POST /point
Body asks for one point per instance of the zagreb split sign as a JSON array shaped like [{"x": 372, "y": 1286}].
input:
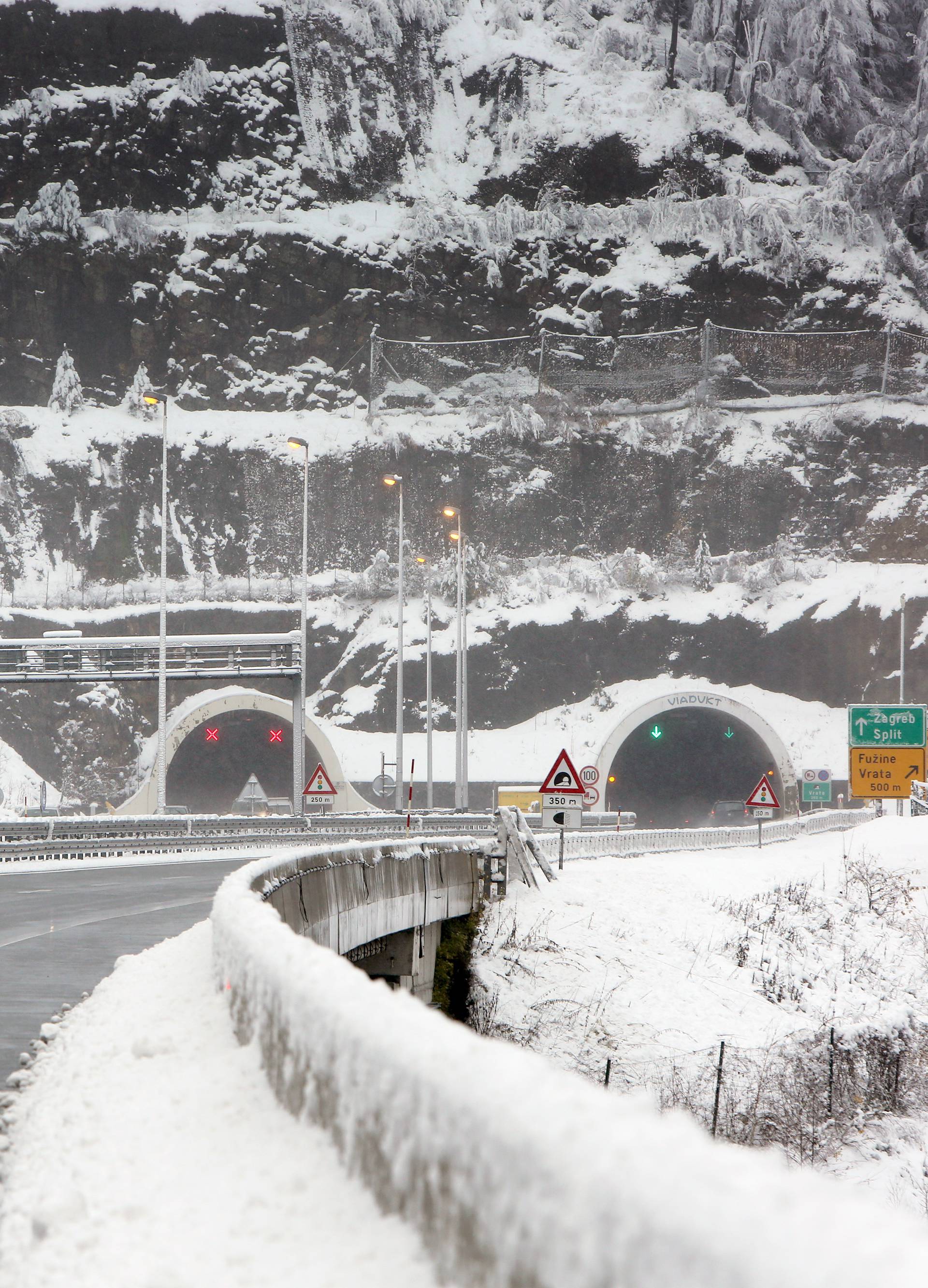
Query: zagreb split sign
[{"x": 895, "y": 726}]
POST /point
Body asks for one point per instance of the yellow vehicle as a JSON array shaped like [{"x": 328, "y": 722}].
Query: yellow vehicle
[{"x": 528, "y": 799}]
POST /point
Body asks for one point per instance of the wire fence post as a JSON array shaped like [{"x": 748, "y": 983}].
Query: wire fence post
[
  {"x": 718, "y": 1086},
  {"x": 372, "y": 375},
  {"x": 884, "y": 383},
  {"x": 708, "y": 355}
]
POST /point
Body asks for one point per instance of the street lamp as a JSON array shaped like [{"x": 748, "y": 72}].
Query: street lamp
[
  {"x": 396, "y": 481},
  {"x": 300, "y": 706},
  {"x": 462, "y": 787},
  {"x": 153, "y": 401},
  {"x": 430, "y": 791}
]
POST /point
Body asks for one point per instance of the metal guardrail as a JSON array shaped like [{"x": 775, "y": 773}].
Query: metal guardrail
[
  {"x": 176, "y": 834},
  {"x": 136, "y": 657},
  {"x": 583, "y": 845}
]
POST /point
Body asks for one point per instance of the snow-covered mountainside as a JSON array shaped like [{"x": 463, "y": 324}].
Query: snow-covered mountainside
[
  {"x": 805, "y": 959},
  {"x": 223, "y": 200}
]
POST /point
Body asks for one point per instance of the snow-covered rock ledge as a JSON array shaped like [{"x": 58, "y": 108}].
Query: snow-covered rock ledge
[{"x": 516, "y": 1174}]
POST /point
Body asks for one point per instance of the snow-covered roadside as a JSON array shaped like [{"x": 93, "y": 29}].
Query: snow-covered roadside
[
  {"x": 652, "y": 961},
  {"x": 151, "y": 1152}
]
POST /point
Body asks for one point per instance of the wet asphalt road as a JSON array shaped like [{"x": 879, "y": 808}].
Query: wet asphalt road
[{"x": 62, "y": 931}]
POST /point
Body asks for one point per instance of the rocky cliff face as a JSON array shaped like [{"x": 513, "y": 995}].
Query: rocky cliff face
[{"x": 236, "y": 200}]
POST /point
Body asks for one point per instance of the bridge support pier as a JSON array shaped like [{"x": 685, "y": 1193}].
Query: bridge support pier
[{"x": 405, "y": 960}]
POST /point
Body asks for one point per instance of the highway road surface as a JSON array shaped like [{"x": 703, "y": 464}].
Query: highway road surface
[{"x": 61, "y": 931}]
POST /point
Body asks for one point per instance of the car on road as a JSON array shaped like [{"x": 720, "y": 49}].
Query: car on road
[{"x": 729, "y": 815}]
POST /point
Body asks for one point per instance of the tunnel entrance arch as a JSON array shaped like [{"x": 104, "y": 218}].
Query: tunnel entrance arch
[
  {"x": 257, "y": 714},
  {"x": 673, "y": 757}
]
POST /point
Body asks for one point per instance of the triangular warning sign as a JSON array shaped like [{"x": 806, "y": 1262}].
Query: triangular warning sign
[
  {"x": 320, "y": 784},
  {"x": 764, "y": 795},
  {"x": 563, "y": 777}
]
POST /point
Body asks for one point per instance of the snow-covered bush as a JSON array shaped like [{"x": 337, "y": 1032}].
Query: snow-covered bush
[
  {"x": 134, "y": 400},
  {"x": 128, "y": 227},
  {"x": 195, "y": 80},
  {"x": 703, "y": 577},
  {"x": 57, "y": 210},
  {"x": 68, "y": 395}
]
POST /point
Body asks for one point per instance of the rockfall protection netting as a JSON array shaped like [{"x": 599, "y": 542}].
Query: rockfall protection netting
[
  {"x": 655, "y": 370},
  {"x": 659, "y": 368},
  {"x": 453, "y": 374}
]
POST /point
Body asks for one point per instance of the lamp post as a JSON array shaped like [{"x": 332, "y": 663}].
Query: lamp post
[
  {"x": 153, "y": 401},
  {"x": 462, "y": 786},
  {"x": 430, "y": 787},
  {"x": 300, "y": 703},
  {"x": 396, "y": 481}
]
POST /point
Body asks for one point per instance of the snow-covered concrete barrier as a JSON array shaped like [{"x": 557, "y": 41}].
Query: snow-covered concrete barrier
[{"x": 519, "y": 1175}]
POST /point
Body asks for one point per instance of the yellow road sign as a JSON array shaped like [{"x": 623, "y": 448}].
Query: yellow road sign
[{"x": 877, "y": 773}]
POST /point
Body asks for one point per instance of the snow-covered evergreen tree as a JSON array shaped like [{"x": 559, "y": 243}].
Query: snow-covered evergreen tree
[
  {"x": 68, "y": 395},
  {"x": 195, "y": 80},
  {"x": 703, "y": 579},
  {"x": 826, "y": 58},
  {"x": 56, "y": 209},
  {"x": 134, "y": 399},
  {"x": 895, "y": 163}
]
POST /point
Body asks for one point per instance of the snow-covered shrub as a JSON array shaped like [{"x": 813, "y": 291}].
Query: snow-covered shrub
[
  {"x": 703, "y": 577},
  {"x": 56, "y": 209},
  {"x": 134, "y": 400},
  {"x": 42, "y": 102},
  {"x": 68, "y": 395},
  {"x": 195, "y": 80},
  {"x": 128, "y": 227}
]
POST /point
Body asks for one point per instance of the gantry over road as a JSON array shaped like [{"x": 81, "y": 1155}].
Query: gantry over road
[{"x": 136, "y": 657}]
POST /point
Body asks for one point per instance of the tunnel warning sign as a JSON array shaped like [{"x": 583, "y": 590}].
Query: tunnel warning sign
[
  {"x": 563, "y": 777},
  {"x": 319, "y": 785},
  {"x": 764, "y": 795}
]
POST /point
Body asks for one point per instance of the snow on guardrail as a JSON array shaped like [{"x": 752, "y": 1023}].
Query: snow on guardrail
[
  {"x": 516, "y": 1173},
  {"x": 592, "y": 844}
]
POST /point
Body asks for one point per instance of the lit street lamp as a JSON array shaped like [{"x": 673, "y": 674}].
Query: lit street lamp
[
  {"x": 153, "y": 401},
  {"x": 428, "y": 683},
  {"x": 396, "y": 481},
  {"x": 300, "y": 707},
  {"x": 462, "y": 786}
]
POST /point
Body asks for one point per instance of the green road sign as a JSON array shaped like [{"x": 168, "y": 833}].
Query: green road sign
[
  {"x": 818, "y": 791},
  {"x": 900, "y": 726}
]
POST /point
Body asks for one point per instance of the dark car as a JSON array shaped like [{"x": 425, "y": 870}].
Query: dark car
[{"x": 729, "y": 815}]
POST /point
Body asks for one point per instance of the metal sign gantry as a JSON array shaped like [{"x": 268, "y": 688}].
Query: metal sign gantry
[
  {"x": 79, "y": 658},
  {"x": 75, "y": 658}
]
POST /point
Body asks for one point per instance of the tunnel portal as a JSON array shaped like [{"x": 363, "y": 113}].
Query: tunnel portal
[
  {"x": 672, "y": 768},
  {"x": 213, "y": 763}
]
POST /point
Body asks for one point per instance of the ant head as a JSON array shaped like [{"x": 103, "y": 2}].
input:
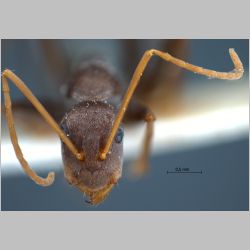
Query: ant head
[{"x": 88, "y": 125}]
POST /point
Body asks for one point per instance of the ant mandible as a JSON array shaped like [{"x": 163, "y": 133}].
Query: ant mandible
[{"x": 90, "y": 133}]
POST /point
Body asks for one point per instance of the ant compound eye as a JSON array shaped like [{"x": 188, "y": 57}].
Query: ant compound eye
[
  {"x": 119, "y": 135},
  {"x": 65, "y": 128}
]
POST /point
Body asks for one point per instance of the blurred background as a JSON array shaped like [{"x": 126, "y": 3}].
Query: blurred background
[{"x": 202, "y": 127}]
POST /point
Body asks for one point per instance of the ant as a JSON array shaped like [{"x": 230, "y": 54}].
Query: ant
[{"x": 91, "y": 133}]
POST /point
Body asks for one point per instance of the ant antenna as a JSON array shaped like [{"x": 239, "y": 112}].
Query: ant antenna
[
  {"x": 235, "y": 74},
  {"x": 10, "y": 122}
]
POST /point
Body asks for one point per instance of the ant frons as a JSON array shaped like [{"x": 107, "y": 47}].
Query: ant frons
[{"x": 91, "y": 133}]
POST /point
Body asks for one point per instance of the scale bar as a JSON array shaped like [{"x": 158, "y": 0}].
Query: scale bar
[{"x": 184, "y": 172}]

# # # # #

**WHAT IS REQUIRED:**
Beginning at the line with "Query: snow on guardrail" and ending at the line with "Body asks for one point per instance of the metal sign", reproduce each line of the data above exactly, and add no other lines.

**REPLY TO THE EXERCISE:**
Query: snow on guardrail
[
  {"x": 516, "y": 1173},
  {"x": 592, "y": 844}
]
POST /point
Body asks for one point per instance of the lit street lamp as a JSON array shaped like [{"x": 673, "y": 674}].
Query: lit street lamp
[
  {"x": 153, "y": 401},
  {"x": 428, "y": 683},
  {"x": 396, "y": 481},
  {"x": 300, "y": 707},
  {"x": 462, "y": 786}
]
POST /point
Body asks for one point per instance of the green road sign as a JSON array shaped like [{"x": 168, "y": 833}].
Query: green road sign
[
  {"x": 818, "y": 791},
  {"x": 900, "y": 726}
]
POST /point
Body asks for one point per instance of the dark car as a JSON array shaped like [{"x": 425, "y": 870}].
Query: dark car
[{"x": 729, "y": 815}]
POST /point
Body asks for one point per instance of the metal sign gantry as a JSON array shaped like [{"x": 268, "y": 688}].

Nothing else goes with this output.